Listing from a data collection
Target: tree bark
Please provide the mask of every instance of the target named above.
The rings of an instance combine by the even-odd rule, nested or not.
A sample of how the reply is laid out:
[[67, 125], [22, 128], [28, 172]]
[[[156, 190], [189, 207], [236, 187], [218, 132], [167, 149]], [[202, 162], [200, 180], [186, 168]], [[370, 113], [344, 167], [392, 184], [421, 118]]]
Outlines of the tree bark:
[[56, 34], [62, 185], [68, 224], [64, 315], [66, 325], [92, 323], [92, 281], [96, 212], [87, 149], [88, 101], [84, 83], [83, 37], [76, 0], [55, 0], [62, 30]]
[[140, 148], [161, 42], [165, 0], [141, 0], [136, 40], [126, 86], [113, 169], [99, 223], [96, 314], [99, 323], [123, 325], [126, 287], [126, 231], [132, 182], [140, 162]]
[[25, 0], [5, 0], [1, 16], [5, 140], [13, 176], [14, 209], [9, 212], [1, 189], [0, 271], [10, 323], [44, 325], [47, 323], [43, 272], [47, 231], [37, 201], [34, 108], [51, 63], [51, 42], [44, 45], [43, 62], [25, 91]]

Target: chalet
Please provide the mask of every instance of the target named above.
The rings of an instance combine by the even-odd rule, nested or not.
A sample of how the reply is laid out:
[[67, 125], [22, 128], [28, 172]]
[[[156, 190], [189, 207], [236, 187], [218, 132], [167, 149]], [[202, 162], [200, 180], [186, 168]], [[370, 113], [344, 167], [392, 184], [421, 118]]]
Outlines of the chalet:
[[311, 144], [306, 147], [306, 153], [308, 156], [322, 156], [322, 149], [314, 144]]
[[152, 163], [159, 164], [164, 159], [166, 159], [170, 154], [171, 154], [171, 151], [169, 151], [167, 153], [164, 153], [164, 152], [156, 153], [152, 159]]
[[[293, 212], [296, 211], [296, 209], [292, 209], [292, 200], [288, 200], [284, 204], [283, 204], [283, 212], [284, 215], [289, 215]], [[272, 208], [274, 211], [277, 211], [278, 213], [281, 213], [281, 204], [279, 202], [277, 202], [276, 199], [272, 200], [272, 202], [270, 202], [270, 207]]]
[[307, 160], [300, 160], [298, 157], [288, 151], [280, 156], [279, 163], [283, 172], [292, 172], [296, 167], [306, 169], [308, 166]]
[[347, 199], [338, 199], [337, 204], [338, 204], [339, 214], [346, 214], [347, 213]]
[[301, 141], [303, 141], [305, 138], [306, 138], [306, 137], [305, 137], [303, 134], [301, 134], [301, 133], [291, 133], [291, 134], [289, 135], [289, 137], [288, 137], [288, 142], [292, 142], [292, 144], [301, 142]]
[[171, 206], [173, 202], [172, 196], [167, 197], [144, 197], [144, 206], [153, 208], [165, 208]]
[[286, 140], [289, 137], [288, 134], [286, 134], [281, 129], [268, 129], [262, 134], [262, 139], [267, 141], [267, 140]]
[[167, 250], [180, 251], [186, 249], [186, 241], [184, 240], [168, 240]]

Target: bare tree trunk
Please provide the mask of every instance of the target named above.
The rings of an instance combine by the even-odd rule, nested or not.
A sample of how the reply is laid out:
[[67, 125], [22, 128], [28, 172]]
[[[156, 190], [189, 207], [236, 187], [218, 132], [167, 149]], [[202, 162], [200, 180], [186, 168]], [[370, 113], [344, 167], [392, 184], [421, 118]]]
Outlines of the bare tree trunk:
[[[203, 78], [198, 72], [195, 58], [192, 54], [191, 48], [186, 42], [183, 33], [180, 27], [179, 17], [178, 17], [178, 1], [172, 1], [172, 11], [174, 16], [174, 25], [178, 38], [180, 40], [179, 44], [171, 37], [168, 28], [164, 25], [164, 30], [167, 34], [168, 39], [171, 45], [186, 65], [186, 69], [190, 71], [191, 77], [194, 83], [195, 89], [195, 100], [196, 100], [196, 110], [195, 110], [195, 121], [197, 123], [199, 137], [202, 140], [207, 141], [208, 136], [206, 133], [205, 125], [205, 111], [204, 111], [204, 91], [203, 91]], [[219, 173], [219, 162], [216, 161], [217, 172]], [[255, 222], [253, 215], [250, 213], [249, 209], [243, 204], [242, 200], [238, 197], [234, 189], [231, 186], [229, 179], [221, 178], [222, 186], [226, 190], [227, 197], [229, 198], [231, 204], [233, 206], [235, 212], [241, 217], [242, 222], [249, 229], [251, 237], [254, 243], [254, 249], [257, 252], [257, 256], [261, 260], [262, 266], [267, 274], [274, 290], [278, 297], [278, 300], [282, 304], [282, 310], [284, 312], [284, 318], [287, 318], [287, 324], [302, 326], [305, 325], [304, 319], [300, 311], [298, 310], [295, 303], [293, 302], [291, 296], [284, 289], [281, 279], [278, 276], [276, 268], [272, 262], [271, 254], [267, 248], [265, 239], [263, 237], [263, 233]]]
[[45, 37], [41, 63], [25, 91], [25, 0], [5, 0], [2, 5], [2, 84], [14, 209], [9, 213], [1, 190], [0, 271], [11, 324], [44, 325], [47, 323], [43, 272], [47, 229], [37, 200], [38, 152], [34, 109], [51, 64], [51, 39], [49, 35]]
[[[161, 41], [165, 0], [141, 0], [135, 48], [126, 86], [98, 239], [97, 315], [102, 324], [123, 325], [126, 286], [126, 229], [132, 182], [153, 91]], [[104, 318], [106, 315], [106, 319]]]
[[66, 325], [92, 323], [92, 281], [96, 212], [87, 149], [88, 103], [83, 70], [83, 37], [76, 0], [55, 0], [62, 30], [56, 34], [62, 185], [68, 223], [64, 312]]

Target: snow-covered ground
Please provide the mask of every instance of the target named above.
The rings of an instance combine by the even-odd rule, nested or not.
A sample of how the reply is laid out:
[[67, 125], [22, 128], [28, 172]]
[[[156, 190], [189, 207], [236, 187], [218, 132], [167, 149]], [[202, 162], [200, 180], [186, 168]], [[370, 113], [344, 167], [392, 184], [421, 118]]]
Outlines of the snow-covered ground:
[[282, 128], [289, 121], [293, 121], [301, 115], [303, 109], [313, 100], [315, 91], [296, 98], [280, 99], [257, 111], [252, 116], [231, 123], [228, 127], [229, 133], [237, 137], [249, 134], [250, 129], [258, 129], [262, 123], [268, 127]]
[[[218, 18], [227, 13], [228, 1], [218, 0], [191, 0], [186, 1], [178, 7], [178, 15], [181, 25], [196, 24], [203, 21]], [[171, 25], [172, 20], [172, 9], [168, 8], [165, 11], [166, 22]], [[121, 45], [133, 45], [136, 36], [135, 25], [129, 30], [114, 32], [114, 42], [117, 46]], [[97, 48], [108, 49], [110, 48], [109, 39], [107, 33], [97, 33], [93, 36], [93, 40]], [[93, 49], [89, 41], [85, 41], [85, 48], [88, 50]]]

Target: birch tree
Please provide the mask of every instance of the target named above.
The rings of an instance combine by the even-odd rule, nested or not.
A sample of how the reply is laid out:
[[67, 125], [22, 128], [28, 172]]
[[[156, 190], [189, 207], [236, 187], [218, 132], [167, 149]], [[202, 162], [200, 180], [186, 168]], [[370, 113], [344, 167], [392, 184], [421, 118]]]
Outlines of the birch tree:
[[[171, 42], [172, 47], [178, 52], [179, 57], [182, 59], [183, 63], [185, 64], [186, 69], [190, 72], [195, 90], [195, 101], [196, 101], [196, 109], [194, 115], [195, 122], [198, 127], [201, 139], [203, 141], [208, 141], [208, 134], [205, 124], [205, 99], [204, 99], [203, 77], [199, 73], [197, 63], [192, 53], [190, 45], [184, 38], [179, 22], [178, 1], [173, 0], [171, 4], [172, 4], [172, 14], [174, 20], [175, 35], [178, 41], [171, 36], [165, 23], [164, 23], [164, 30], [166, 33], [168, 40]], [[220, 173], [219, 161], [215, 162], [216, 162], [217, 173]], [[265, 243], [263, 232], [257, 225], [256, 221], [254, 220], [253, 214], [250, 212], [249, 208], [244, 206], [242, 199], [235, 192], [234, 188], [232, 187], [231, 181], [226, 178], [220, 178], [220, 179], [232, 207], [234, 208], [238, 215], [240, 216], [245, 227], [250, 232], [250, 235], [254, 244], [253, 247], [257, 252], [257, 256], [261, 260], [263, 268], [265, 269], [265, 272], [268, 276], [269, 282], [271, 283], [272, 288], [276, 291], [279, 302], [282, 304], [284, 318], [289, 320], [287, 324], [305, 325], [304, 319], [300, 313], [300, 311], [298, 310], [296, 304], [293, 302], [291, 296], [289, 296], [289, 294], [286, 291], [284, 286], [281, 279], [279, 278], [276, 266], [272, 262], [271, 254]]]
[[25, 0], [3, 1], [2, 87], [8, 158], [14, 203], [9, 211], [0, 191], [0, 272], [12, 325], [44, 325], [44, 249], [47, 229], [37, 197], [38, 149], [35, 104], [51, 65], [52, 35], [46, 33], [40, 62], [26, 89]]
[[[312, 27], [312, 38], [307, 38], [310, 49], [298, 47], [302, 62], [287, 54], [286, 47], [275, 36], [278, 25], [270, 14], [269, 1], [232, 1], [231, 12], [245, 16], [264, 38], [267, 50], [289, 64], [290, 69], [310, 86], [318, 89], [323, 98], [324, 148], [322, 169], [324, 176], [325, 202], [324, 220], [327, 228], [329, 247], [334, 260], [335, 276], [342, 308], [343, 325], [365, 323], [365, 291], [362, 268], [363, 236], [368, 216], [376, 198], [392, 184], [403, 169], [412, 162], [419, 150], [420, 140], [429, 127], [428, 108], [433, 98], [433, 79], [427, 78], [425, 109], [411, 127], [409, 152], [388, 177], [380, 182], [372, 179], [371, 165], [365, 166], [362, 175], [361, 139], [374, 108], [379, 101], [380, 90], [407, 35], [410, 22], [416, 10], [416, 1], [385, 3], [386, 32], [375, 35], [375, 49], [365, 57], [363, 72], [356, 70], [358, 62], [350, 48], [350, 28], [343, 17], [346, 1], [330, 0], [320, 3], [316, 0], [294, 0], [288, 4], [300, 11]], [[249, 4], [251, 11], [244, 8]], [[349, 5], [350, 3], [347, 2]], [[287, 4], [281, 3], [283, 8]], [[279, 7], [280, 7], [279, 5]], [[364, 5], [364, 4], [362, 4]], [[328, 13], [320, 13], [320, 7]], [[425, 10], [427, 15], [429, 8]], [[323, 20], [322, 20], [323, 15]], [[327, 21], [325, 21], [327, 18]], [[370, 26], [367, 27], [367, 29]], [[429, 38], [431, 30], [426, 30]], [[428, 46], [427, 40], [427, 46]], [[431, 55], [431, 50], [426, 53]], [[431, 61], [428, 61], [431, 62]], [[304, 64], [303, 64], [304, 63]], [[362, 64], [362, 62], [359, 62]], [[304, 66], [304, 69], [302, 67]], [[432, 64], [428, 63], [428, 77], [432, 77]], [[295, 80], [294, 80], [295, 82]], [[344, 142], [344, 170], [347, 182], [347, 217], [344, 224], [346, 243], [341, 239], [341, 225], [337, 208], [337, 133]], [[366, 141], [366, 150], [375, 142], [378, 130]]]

Exercise objective:
Retype the lines of the listing from the one containing "Target: chalet" up to and including the one containing "153], [152, 159]]", without any changes.

Written solution:
Target: chalet
Please provide the mask of every instance of the target named above.
The rings of an instance combine by the even-odd rule, nested or not.
A sample of how the reply is laid out:
[[67, 125], [22, 128], [28, 172]]
[[[156, 190], [189, 207], [236, 187], [218, 132], [167, 149]], [[202, 162], [200, 180], [186, 168]], [[370, 113], [344, 167], [392, 184], [421, 118]]]
Outlines of the chalet:
[[311, 144], [306, 147], [306, 153], [308, 156], [322, 156], [322, 149], [314, 144]]
[[152, 163], [159, 164], [164, 159], [166, 159], [170, 154], [171, 154], [171, 151], [169, 151], [167, 153], [164, 153], [164, 152], [156, 153], [152, 159]]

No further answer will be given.